=== What this task involves ===
Update the lines below that run from the start through the line containing "left=214, top=53, right=785, bottom=481" by replacing "drone gimbal" with "camera gimbal" and leaving everything else unchanged. Return only those lines.
** begin Exercise inputs **
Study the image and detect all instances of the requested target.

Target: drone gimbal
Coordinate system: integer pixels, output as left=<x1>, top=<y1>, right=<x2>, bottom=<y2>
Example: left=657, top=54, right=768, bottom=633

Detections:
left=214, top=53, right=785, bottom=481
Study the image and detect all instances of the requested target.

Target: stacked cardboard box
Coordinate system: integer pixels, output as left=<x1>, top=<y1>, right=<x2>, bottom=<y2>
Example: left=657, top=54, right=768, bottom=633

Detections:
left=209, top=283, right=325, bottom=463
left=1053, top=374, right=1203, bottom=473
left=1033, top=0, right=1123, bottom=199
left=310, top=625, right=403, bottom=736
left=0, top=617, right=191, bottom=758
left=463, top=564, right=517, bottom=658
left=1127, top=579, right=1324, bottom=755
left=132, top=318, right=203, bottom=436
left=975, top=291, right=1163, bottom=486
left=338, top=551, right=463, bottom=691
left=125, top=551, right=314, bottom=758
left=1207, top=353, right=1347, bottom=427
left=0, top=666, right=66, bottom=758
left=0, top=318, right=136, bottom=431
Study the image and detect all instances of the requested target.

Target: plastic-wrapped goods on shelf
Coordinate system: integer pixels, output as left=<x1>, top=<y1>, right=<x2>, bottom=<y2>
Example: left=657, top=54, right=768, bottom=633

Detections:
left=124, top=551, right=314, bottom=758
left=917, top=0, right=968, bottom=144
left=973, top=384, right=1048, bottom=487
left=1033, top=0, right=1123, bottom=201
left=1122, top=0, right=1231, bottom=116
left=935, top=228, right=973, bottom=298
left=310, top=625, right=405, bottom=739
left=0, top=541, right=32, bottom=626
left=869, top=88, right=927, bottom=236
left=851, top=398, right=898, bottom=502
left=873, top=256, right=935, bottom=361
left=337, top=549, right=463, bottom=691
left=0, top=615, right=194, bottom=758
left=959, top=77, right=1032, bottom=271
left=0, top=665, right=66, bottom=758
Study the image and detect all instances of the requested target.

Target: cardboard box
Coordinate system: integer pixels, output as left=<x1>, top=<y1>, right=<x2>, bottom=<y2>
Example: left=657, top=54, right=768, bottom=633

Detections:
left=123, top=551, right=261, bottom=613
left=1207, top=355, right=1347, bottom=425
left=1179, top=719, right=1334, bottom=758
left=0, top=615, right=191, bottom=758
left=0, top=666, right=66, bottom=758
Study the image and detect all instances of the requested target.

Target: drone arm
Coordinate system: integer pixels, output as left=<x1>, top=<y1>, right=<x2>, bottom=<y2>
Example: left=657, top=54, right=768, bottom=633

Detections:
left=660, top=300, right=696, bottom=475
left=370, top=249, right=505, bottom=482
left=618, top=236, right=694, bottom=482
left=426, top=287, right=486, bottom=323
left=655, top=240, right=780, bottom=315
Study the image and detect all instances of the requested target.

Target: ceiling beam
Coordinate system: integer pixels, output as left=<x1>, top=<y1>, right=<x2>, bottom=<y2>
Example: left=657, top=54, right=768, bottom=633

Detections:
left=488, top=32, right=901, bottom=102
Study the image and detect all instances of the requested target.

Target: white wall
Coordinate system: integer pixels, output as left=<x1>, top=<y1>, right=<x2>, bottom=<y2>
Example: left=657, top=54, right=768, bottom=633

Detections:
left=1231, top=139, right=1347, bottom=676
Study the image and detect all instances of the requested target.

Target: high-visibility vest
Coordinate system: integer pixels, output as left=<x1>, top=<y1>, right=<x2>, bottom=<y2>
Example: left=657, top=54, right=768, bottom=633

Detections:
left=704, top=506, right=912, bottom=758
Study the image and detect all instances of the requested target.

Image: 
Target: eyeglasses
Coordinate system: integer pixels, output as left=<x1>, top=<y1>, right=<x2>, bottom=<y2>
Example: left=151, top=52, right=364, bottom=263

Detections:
** end Exercise inputs **
=== Task output ===
Study the image and detect all instances of the requested target.

Target: camera gimbal
Coordinate system: integer pixels, output as left=<x1>, top=<y1>, right=<x2>, bottom=<y2>
Example: left=657, top=54, right=768, bottom=633

Detections:
left=214, top=53, right=785, bottom=481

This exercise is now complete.